• **ABOUT THIS TASK**: Return the lines of the data below in which the string "blue" occurs.

• **DATA**:
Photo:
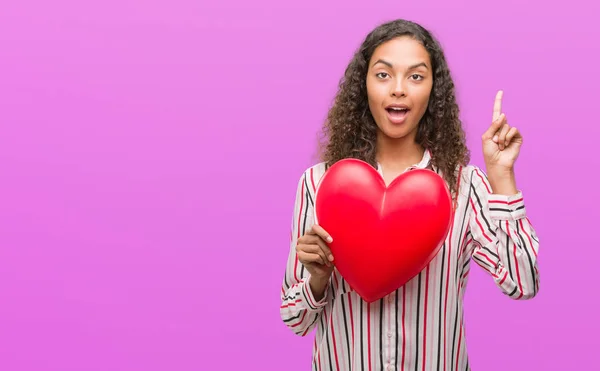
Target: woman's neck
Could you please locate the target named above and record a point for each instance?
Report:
(399, 153)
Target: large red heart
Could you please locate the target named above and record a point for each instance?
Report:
(382, 236)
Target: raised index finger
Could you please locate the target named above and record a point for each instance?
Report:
(497, 105)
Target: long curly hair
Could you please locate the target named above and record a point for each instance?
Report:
(350, 130)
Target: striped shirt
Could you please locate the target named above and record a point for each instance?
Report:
(419, 326)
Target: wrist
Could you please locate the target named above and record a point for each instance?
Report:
(318, 284)
(502, 180)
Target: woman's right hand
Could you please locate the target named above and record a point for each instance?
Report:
(314, 254)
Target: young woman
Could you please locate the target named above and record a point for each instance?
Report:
(396, 109)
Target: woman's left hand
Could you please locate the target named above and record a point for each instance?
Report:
(501, 143)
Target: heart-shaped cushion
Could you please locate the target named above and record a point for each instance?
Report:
(382, 236)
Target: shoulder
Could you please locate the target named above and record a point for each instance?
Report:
(474, 178)
(311, 176)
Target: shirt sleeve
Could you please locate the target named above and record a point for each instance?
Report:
(299, 310)
(506, 244)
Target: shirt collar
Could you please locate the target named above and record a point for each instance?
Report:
(423, 164)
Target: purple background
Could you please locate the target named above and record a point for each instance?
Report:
(144, 212)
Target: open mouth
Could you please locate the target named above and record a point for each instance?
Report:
(397, 113)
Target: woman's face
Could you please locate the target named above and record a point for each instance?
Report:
(399, 82)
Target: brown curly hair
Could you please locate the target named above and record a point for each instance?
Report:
(350, 130)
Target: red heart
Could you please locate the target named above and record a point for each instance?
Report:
(382, 236)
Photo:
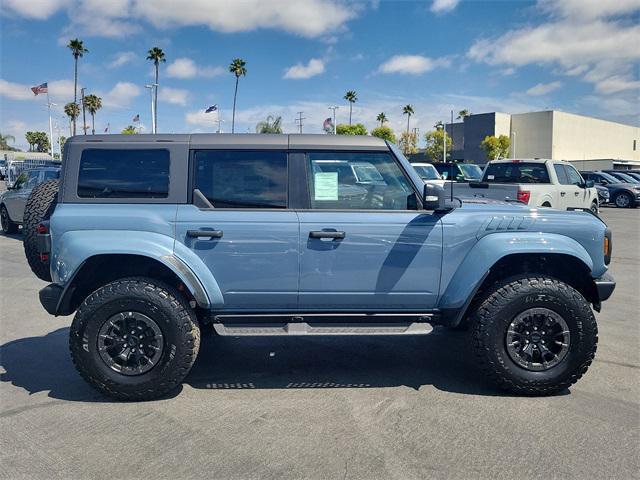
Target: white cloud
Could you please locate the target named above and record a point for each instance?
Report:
(121, 95)
(443, 6)
(176, 96)
(412, 64)
(543, 88)
(594, 40)
(187, 68)
(122, 58)
(314, 67)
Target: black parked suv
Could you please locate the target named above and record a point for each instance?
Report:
(623, 195)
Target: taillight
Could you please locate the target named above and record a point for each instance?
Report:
(524, 196)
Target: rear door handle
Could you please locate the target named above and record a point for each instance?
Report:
(204, 233)
(327, 234)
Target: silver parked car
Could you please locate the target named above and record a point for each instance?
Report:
(13, 201)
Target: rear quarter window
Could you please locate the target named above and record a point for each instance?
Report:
(121, 173)
(516, 172)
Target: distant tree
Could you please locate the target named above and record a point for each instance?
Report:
(357, 129)
(435, 144)
(352, 97)
(77, 50)
(238, 68)
(408, 111)
(496, 147)
(385, 133)
(93, 104)
(4, 142)
(270, 125)
(72, 110)
(462, 114)
(129, 130)
(157, 56)
(408, 143)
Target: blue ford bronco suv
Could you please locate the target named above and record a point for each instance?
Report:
(151, 238)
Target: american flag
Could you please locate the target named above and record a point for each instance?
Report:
(42, 88)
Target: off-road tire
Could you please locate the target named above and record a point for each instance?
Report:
(39, 207)
(495, 312)
(8, 226)
(154, 299)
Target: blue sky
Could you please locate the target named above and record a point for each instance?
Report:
(580, 56)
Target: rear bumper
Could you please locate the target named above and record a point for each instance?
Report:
(605, 285)
(50, 298)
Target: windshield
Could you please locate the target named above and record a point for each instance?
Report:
(516, 172)
(427, 172)
(472, 172)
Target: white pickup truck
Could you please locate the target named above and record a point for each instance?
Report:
(536, 182)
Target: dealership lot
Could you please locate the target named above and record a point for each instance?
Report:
(322, 407)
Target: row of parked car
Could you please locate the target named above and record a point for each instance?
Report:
(537, 182)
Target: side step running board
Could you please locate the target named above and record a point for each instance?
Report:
(304, 328)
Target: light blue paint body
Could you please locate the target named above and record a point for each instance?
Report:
(266, 262)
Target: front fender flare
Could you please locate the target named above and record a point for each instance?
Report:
(490, 249)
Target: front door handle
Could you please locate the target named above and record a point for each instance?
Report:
(204, 233)
(327, 234)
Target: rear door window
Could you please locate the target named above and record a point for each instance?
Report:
(242, 179)
(116, 173)
(516, 172)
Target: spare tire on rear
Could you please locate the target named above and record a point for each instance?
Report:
(40, 206)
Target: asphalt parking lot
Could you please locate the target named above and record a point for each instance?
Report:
(403, 408)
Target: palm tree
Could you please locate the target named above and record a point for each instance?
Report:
(72, 110)
(270, 125)
(352, 97)
(93, 104)
(77, 50)
(4, 141)
(237, 67)
(408, 111)
(156, 55)
(462, 114)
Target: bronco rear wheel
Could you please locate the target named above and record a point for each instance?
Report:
(134, 339)
(39, 207)
(534, 335)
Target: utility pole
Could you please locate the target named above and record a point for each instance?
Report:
(334, 108)
(152, 88)
(299, 120)
(84, 113)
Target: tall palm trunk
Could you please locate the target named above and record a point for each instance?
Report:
(155, 101)
(75, 90)
(233, 117)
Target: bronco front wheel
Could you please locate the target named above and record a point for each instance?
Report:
(534, 335)
(134, 339)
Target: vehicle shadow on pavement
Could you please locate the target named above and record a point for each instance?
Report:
(43, 364)
(441, 359)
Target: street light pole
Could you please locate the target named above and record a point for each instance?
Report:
(334, 108)
(152, 88)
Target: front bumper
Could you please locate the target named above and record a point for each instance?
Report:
(605, 285)
(50, 298)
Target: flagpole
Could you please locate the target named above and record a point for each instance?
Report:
(50, 125)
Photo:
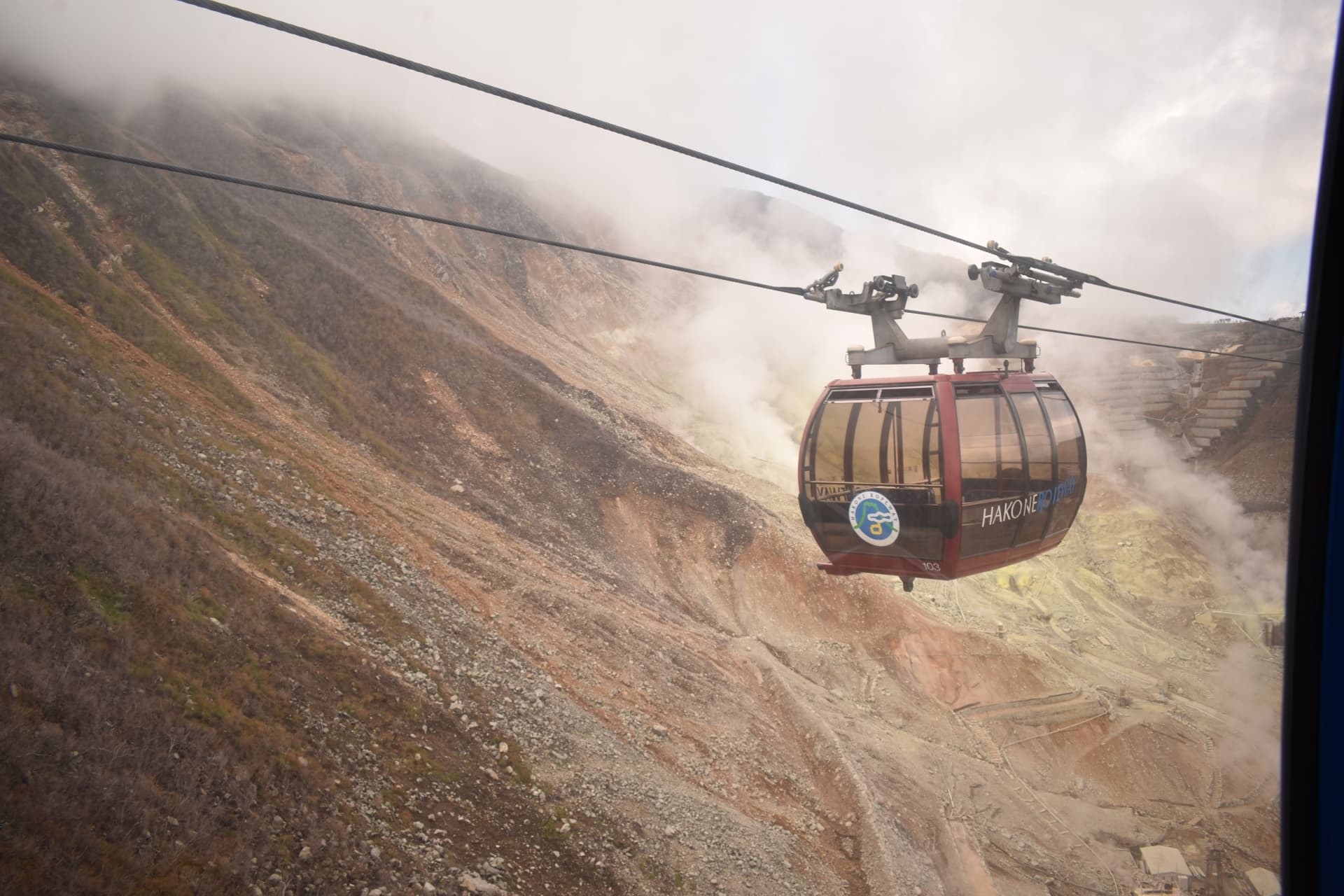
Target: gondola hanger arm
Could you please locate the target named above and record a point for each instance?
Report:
(883, 301)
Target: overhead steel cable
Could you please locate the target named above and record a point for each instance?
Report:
(1109, 339)
(410, 65)
(495, 232)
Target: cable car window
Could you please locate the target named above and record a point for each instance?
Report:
(991, 451)
(892, 448)
(1041, 466)
(867, 421)
(828, 447)
(1073, 458)
(992, 480)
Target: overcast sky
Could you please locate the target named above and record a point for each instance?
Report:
(1168, 147)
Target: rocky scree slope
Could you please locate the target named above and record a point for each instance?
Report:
(340, 556)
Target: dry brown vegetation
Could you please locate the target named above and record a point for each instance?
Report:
(304, 514)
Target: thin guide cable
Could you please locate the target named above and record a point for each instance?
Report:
(410, 65)
(495, 232)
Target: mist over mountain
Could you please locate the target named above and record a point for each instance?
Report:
(344, 552)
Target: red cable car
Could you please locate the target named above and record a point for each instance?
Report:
(942, 476)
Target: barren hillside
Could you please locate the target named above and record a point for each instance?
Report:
(342, 554)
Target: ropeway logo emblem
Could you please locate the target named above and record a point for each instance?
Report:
(874, 519)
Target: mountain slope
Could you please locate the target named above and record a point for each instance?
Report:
(342, 552)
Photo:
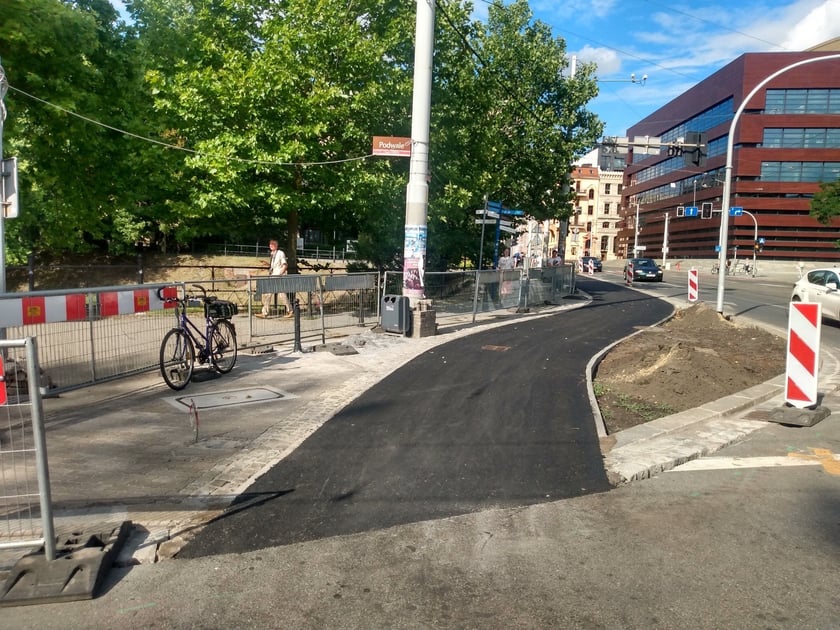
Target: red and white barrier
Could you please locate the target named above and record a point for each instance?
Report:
(693, 285)
(51, 309)
(803, 356)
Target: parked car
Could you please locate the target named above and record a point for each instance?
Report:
(596, 263)
(643, 269)
(823, 286)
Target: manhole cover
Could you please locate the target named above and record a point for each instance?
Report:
(230, 398)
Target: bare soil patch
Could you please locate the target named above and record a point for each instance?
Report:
(692, 359)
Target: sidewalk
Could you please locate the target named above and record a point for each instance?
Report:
(131, 450)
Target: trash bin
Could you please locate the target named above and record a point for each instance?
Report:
(396, 314)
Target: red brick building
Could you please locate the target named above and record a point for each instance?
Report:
(787, 142)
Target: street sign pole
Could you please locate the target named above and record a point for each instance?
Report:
(480, 258)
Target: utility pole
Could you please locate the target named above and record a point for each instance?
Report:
(417, 192)
(4, 86)
(636, 232)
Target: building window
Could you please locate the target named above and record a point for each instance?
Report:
(811, 138)
(800, 171)
(712, 117)
(802, 101)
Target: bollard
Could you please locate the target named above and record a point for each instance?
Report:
(296, 308)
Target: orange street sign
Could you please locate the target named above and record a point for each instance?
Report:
(385, 145)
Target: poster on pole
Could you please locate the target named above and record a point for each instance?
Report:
(414, 261)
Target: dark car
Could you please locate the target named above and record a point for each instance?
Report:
(596, 263)
(643, 269)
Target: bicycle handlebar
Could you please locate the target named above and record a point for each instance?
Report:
(204, 297)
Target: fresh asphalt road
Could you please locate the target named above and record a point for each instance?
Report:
(500, 418)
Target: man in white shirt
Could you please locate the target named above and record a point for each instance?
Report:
(277, 266)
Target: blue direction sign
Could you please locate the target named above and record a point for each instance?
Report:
(496, 206)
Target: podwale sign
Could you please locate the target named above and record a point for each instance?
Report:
(399, 147)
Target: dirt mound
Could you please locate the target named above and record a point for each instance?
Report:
(695, 357)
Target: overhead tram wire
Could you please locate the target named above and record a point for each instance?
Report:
(184, 149)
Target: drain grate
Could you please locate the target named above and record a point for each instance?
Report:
(230, 398)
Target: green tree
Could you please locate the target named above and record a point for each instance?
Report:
(826, 203)
(64, 57)
(825, 206)
(505, 122)
(274, 98)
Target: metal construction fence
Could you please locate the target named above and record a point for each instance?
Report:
(456, 293)
(26, 518)
(91, 335)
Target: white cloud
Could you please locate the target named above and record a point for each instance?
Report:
(582, 10)
(818, 25)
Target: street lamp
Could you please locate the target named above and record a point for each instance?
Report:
(727, 182)
(4, 86)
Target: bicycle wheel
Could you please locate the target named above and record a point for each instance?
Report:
(223, 346)
(177, 359)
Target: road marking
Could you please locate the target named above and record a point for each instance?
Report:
(818, 457)
(724, 463)
(829, 461)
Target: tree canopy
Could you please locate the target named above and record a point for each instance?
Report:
(236, 120)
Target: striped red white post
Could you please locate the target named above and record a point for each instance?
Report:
(693, 285)
(803, 356)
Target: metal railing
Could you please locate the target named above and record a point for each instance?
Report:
(26, 518)
(458, 292)
(87, 336)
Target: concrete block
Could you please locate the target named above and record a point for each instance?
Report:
(80, 564)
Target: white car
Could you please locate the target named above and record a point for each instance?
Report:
(823, 286)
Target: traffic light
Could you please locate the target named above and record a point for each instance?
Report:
(696, 148)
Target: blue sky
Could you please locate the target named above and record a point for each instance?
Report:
(676, 44)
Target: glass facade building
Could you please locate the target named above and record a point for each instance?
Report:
(787, 143)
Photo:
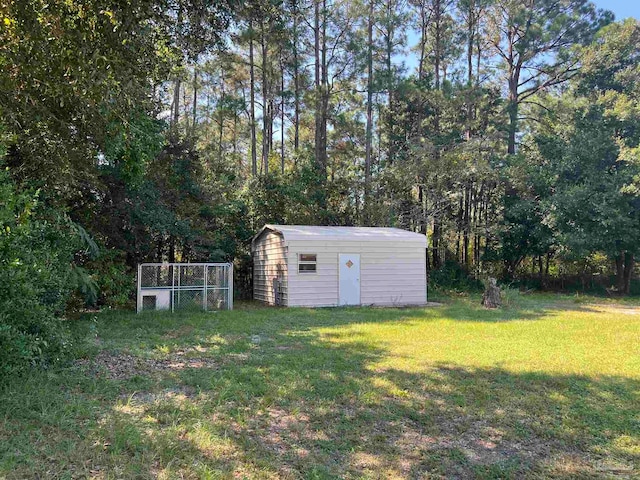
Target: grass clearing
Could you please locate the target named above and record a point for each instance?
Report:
(549, 387)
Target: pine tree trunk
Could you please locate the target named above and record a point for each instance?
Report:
(492, 297)
(265, 103)
(369, 127)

• **ANSWER SPACE**:
Target: blue ford bronco suv
Target: blue sky
Target: light blue paint body
Target: blue direction sign
Target: blue sky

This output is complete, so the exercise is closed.